WHAT NEEDS TO BE DONE:
Copy out the records in full, word for word, without pictures.

(Stored entries)

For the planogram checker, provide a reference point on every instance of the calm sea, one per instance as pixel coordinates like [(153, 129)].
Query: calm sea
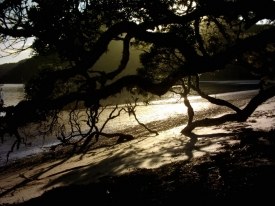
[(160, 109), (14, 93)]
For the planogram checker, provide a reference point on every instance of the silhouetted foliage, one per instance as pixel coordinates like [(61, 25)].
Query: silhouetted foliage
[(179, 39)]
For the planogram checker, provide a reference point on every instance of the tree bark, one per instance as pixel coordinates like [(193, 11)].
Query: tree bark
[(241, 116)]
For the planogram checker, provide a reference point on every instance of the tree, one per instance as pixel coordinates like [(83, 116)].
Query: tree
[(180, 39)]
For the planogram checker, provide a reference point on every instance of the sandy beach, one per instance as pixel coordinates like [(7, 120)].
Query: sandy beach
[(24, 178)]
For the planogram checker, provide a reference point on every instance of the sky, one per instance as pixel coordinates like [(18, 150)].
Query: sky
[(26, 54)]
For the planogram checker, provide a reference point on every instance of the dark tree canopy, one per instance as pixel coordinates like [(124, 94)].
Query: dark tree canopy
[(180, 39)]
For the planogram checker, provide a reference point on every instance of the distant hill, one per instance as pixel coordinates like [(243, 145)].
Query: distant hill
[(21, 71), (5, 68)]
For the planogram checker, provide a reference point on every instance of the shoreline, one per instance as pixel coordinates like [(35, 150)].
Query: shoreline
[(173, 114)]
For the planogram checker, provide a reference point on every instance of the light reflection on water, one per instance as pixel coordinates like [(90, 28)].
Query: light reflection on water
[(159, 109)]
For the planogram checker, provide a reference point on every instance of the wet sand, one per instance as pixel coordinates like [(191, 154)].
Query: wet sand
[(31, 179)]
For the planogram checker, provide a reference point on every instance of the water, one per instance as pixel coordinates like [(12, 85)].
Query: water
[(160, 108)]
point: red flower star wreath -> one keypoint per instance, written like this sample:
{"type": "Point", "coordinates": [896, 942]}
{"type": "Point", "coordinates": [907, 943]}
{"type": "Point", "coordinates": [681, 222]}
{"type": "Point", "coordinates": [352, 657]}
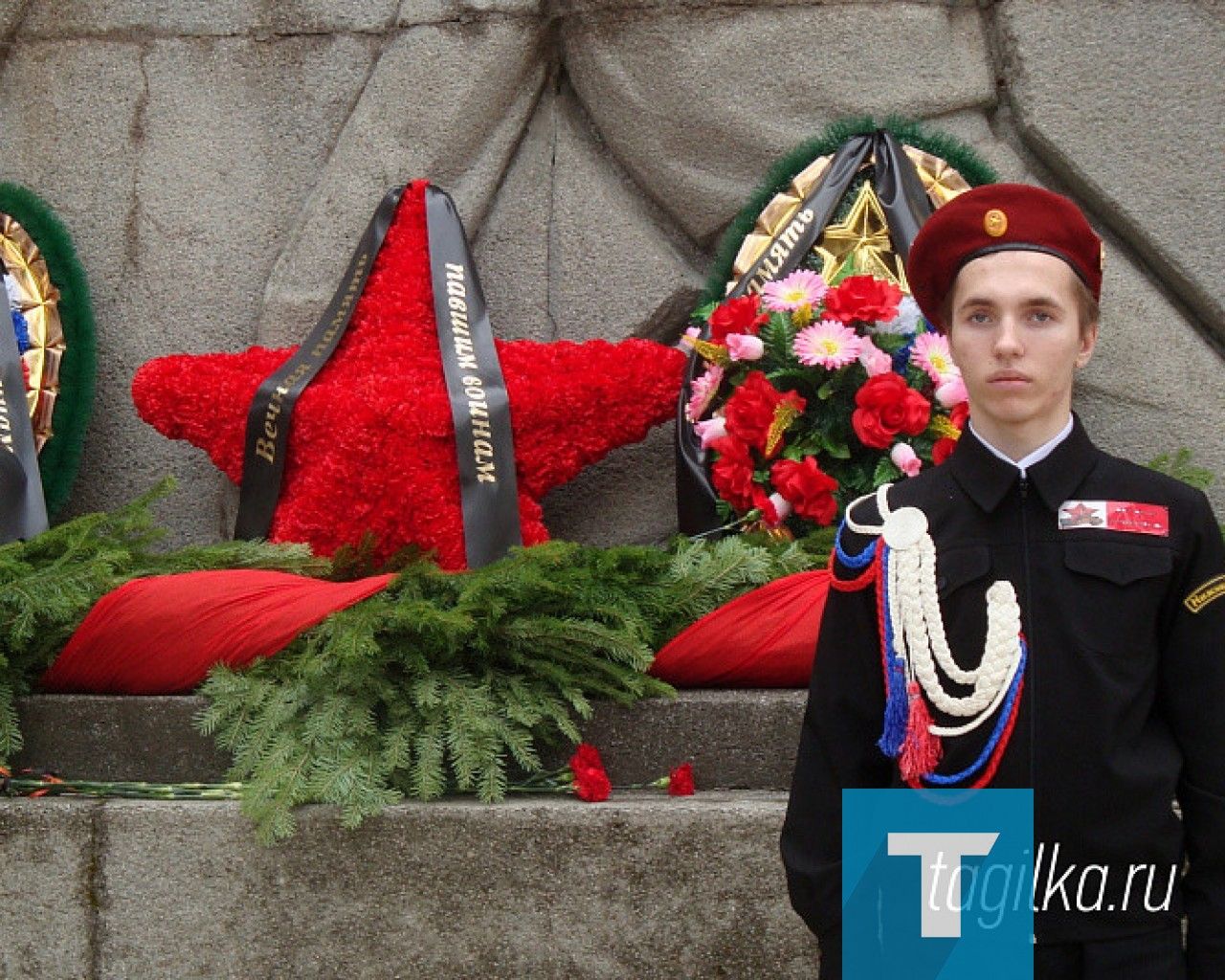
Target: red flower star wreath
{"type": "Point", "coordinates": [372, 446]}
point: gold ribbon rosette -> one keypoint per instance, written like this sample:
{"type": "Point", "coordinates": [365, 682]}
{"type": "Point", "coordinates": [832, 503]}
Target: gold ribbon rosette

ANSWER FOR THIS EXERCISE:
For the planogram checker, provide a reference point on every instance of the calm sea, one per instance as pixel coordinates like [(153, 129)].
Query: calm sea
[(160, 109), (14, 93)]
For the planogram checker, provide a reference point on every instance of the silhouetted foliage, one per instance as pixel coordinates like [(61, 25)].
Query: silhouetted foliage
[(179, 39)]
For the planogram checker, provide a reference point on every instance of the tree bark, one per instance as pixel coordinates like [(193, 11)].
Query: tree bark
[(241, 116)]
For the planogram checker, provide a reference point on every instance of the tree, one per instance as pixel coordinates like [(83, 116)].
Query: tree
[(180, 39)]
For the planogram checker, provide a reference point on every instance of the sandy beach, one per instance as pixel coordinates like [(7, 120)].
Query: sandy beach
[(24, 178)]
For the planogram checker, provide a reference point on every instance of the sky, one per instance as pixel coordinates like [(18, 150)].
Query: sky
[(26, 54)]
For the planogram checker, provide a reference point on every instance of the dark tree canopy, one per instance as pixel coordinates like [(124, 94)].
Query: dark tree canopy
[(180, 39)]
For the planogram checker, provide a reference point on every instance of the distant hill, one per instance as pixel coordinates like [(243, 145)].
Query: distant hill
[(21, 71), (5, 68)]
For the planogram checker, provide a reference point on every instance of the shoreline, one per instance as pixel coordinates like [(35, 150)].
Query: shoreline
[(173, 114)]
For the planogram checker, provide a reference point on every instance of the light reflection on water, one per instance as pixel coordinates like [(90, 28)].
Query: light reflection on water
[(159, 109)]
For the planogram checker, provide a reference point on every instance of the wet sand, one per instance as pixel coordinates like [(191, 154)].
Query: wet sand
[(31, 179)]
For the planogram checker, provide a reference point on every instance of the water, one per instance as pixel coordinates like [(12, 85)].
Query: water
[(160, 108)]
point: red flower star wreath -> one keypoint per instance, written like this sample:
{"type": "Point", "coordinates": [896, 942]}
{"type": "Point", "coordinates": [907, 943]}
{"type": "Point", "coordinates": [681, 222]}
{"type": "Point", "coordinates": [352, 657]}
Target: red flower star wreath
{"type": "Point", "coordinates": [372, 446]}
point: gold ribbon rosette -> one keypoint per instance, written like this sample:
{"type": "Point", "coordinates": [365, 682]}
{"type": "Point", "coordinates": [832, 503]}
Target: gold ribbon rosette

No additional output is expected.